*PROBLEM STATEMENT*
The entries that follow should be repeated exactly, with no pictures kept.

- - - - - - -

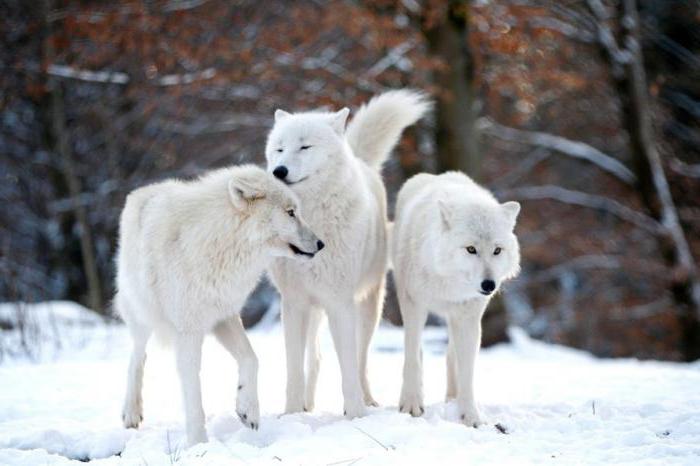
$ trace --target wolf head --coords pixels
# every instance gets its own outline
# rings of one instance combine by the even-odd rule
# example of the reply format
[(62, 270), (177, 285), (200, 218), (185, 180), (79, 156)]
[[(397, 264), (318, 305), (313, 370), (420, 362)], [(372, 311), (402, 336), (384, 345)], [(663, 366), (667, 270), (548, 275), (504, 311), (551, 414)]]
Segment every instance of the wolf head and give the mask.
[(441, 231), (431, 245), (434, 266), (463, 283), (465, 299), (489, 296), (520, 271), (520, 246), (513, 229), (520, 204), (437, 201)]
[(325, 171), (346, 145), (349, 113), (347, 108), (335, 113), (277, 110), (265, 147), (268, 171), (288, 185)]
[(278, 257), (310, 259), (323, 249), (299, 215), (296, 195), (258, 167), (240, 167), (228, 182), (234, 207), (243, 215), (265, 225), (256, 225), (267, 253)]

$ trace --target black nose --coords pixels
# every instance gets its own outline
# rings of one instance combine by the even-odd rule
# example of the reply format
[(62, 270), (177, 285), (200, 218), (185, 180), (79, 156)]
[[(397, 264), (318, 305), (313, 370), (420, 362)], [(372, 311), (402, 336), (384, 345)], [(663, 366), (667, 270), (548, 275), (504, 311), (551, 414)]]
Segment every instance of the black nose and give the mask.
[(279, 178), (280, 180), (285, 179), (287, 177), (287, 173), (289, 173), (289, 170), (287, 170), (287, 167), (284, 165), (280, 165), (272, 170), (272, 174), (275, 175), (275, 178)]
[(320, 251), (321, 249), (323, 249), (325, 246), (326, 246), (326, 245), (323, 244), (323, 241), (321, 241), (321, 240), (316, 241), (316, 247), (318, 248), (319, 251)]
[(481, 282), (481, 289), (487, 293), (491, 293), (493, 290), (496, 289), (496, 282), (494, 282), (493, 280), (484, 280), (483, 282)]

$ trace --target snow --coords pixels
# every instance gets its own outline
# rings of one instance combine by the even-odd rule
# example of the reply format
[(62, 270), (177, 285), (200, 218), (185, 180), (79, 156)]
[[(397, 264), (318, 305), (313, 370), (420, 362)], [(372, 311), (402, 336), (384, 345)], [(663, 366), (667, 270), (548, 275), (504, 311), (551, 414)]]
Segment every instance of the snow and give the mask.
[[(477, 399), (489, 424), (473, 429), (457, 422), (454, 403), (442, 402), (444, 329), (424, 337), (425, 416), (397, 412), (402, 333), (383, 325), (370, 359), (383, 406), (349, 421), (341, 416), (326, 329), (316, 410), (280, 416), (284, 345), (275, 323), (249, 332), (260, 360), (260, 430), (239, 422), (235, 363), (209, 339), (202, 383), (210, 441), (184, 449), (178, 379), (166, 348), (149, 346), (145, 422), (125, 430), (126, 329), (70, 303), (29, 306), (27, 314), (53, 322), (53, 336), (38, 339), (42, 350), (31, 358), (16, 353), (0, 366), (1, 465), (700, 464), (698, 363), (601, 360), (513, 330), (512, 343), (480, 355)], [(0, 306), (0, 319), (13, 315)], [(17, 341), (16, 331), (2, 332), (3, 348)]]

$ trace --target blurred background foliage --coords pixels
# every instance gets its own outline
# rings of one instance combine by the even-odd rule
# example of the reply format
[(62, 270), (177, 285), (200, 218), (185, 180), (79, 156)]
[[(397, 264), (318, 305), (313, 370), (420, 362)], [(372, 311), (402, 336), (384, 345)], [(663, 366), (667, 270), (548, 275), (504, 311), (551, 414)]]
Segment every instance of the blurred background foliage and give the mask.
[[(0, 301), (109, 315), (126, 194), (264, 163), (276, 108), (437, 101), (384, 179), (523, 204), (485, 318), (602, 356), (700, 358), (700, 2), (0, 1)], [(235, 286), (232, 284), (232, 286)], [(263, 283), (248, 325), (270, 318)], [(274, 315), (273, 315), (274, 317)], [(389, 294), (385, 317), (400, 323)]]

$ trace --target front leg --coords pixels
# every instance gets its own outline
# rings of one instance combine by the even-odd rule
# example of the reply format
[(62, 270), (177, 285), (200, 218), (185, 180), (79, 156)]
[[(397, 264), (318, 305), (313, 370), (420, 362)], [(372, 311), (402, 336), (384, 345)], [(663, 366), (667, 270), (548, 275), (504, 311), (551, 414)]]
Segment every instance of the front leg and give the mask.
[(457, 406), (462, 423), (472, 427), (483, 424), (474, 398), (474, 364), (481, 346), (482, 314), (483, 307), (470, 306), (448, 319), (456, 363)]
[[(285, 290), (282, 294), (282, 326), (287, 354), (286, 414), (304, 411), (304, 349), (306, 344), (306, 314), (309, 302), (300, 298), (301, 290)], [(297, 296), (290, 296), (297, 294)]]
[(260, 425), (258, 358), (245, 333), (241, 317), (236, 315), (219, 322), (214, 327), (214, 335), (238, 363), (236, 413), (244, 425), (257, 430)]
[(328, 325), (340, 363), (345, 415), (349, 418), (364, 416), (366, 409), (360, 385), (355, 328), (357, 309), (352, 299), (346, 300), (344, 305), (327, 306), (326, 309)]
[(187, 445), (207, 441), (202, 408), (202, 387), (199, 371), (202, 365), (203, 335), (178, 333), (175, 338), (175, 357), (185, 405)]
[(399, 411), (411, 416), (422, 416), (423, 406), (423, 350), (421, 334), (428, 312), (408, 297), (400, 298), (404, 330), (403, 386)]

- - - - - - -

*ANSWER FOR THE TASK*
$ trace --target wolf head --coords pixels
# every instance gets its own outline
# rings of one instance combine by the even-odd rule
# example of the reply format
[(62, 270), (177, 285), (200, 218), (185, 180), (79, 156)]
[[(397, 264), (318, 305), (313, 370), (420, 362)], [(372, 311), (402, 336), (384, 345)], [(663, 366), (667, 270), (548, 275), (504, 311), (551, 414)]]
Segment every instance of the wolf head and give the mask.
[(441, 231), (431, 245), (434, 266), (463, 283), (465, 299), (489, 296), (520, 271), (520, 246), (513, 229), (520, 204), (437, 201)]
[(325, 171), (346, 145), (349, 113), (347, 108), (335, 113), (277, 110), (265, 147), (268, 171), (288, 185)]
[(278, 257), (310, 259), (323, 249), (299, 215), (296, 195), (258, 167), (240, 167), (228, 182), (234, 207), (243, 215), (265, 225), (256, 225), (267, 253)]

$ trace --target black nose --coords pixels
# every instance gets its own outline
# rings of one instance combine by the even-odd rule
# example of the reply format
[(62, 270), (177, 285), (200, 218), (185, 180), (79, 156)]
[[(397, 264), (318, 305), (313, 370), (420, 362)], [(372, 311), (402, 336), (384, 345)], [(663, 366), (667, 270), (548, 275), (504, 311), (551, 414)]]
Segment every instance of the black nose and give the mask.
[(279, 178), (280, 180), (285, 179), (287, 177), (287, 173), (289, 173), (289, 170), (287, 170), (287, 167), (284, 165), (280, 165), (272, 170), (272, 174), (275, 175), (275, 178)]
[(320, 251), (321, 249), (323, 249), (325, 246), (326, 246), (326, 245), (323, 244), (323, 241), (321, 241), (321, 240), (316, 241), (316, 247), (318, 248), (319, 251)]
[(481, 282), (481, 289), (487, 293), (491, 293), (493, 290), (496, 289), (496, 282), (494, 282), (493, 280), (484, 280), (483, 282)]

$ trace --target snow --coords pixels
# every instance gets its own outline
# rings of one instance combine by the even-odd rule
# example of the reply format
[(62, 270), (177, 285), (200, 218), (185, 180), (79, 156)]
[[(397, 264), (318, 305), (313, 370), (420, 362)], [(372, 311), (402, 336), (384, 345)], [(663, 366), (667, 270), (548, 275), (504, 311), (551, 414)]]
Segment every instance of the snow and give the mask.
[[(477, 399), (489, 424), (473, 429), (457, 422), (454, 403), (442, 402), (444, 329), (424, 337), (425, 416), (397, 412), (402, 333), (383, 325), (370, 359), (383, 406), (349, 421), (341, 416), (326, 329), (316, 410), (280, 416), (284, 345), (275, 323), (249, 332), (260, 360), (260, 430), (239, 422), (235, 363), (209, 339), (202, 383), (210, 441), (184, 449), (178, 379), (166, 348), (149, 346), (145, 422), (125, 430), (126, 329), (70, 303), (29, 306), (27, 314), (53, 322), (53, 336), (38, 339), (42, 350), (31, 358), (16, 353), (0, 366), (1, 465), (700, 464), (698, 363), (601, 360), (513, 330), (512, 343), (480, 355)], [(0, 306), (0, 319), (13, 315)], [(17, 341), (16, 331), (2, 332), (3, 348)]]

$ trace --target blurred background foliage --coords pixels
# every instance gets its own outline
# rings of one instance combine by the even-odd rule
# example of the reply format
[(62, 270), (177, 285), (200, 218), (185, 180), (79, 156)]
[[(397, 264), (318, 305), (313, 370), (420, 362)], [(372, 311), (402, 336), (384, 345)], [(663, 366), (667, 270), (548, 275), (504, 311), (551, 414)]]
Segment every instance of the blurred background foliage and give the mask.
[[(0, 301), (109, 315), (126, 194), (264, 163), (276, 108), (437, 101), (384, 179), (523, 204), (485, 318), (602, 356), (700, 358), (700, 2), (0, 1)], [(235, 286), (232, 284), (232, 286)], [(263, 283), (248, 325), (270, 318)], [(274, 315), (273, 315), (274, 317)], [(389, 294), (385, 317), (400, 323)]]

$ trace --target front leg --coords pixels
# every instance gets its own outline
# rings of one instance combine by the even-odd rule
# example of the reply format
[(62, 270), (177, 285), (200, 218), (185, 180), (79, 156)]
[[(397, 264), (318, 305), (313, 370), (420, 362)], [(372, 311), (402, 336), (384, 345)], [(663, 366), (667, 270), (548, 275), (504, 311), (551, 414)]]
Segment every instance of the front leg and give the mask.
[(457, 406), (462, 423), (472, 427), (483, 424), (474, 398), (474, 364), (481, 346), (482, 314), (483, 307), (470, 306), (448, 319), (456, 363)]
[[(285, 290), (282, 294), (282, 326), (287, 354), (286, 414), (304, 411), (304, 349), (306, 344), (306, 314), (309, 302), (300, 298), (301, 290)], [(297, 296), (290, 296), (297, 294)]]
[(260, 425), (258, 358), (245, 333), (241, 317), (236, 315), (219, 322), (214, 327), (214, 335), (238, 363), (236, 413), (244, 425), (257, 430)]
[(328, 325), (340, 363), (345, 415), (349, 418), (364, 416), (366, 409), (360, 385), (355, 328), (357, 309), (352, 299), (346, 300), (344, 305), (327, 306), (326, 309)]
[(187, 445), (207, 441), (202, 408), (202, 387), (199, 371), (202, 365), (203, 335), (178, 333), (175, 338), (175, 357), (185, 405)]
[(399, 411), (411, 416), (422, 416), (423, 406), (423, 350), (421, 334), (428, 312), (408, 297), (400, 298), (404, 330), (403, 386)]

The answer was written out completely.